Rewrite every entry, changing "white line marking on pitch" to "painted boundary line on field" wherever it occurs and leaving all other text as it is.

----

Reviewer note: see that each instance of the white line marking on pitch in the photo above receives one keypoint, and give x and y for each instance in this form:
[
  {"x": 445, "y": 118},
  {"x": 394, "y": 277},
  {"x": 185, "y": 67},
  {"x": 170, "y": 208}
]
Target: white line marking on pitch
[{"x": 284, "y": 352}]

----

Solution for this task »
Reviewer note: see that each instance of the painted boundary line on field in the photo above receives one keypoint, and give x and y for each instance in this form:
[
  {"x": 445, "y": 118},
  {"x": 394, "y": 277},
  {"x": 185, "y": 67},
  {"x": 170, "y": 208}
]
Target: painted boundary line on field
[{"x": 284, "y": 352}]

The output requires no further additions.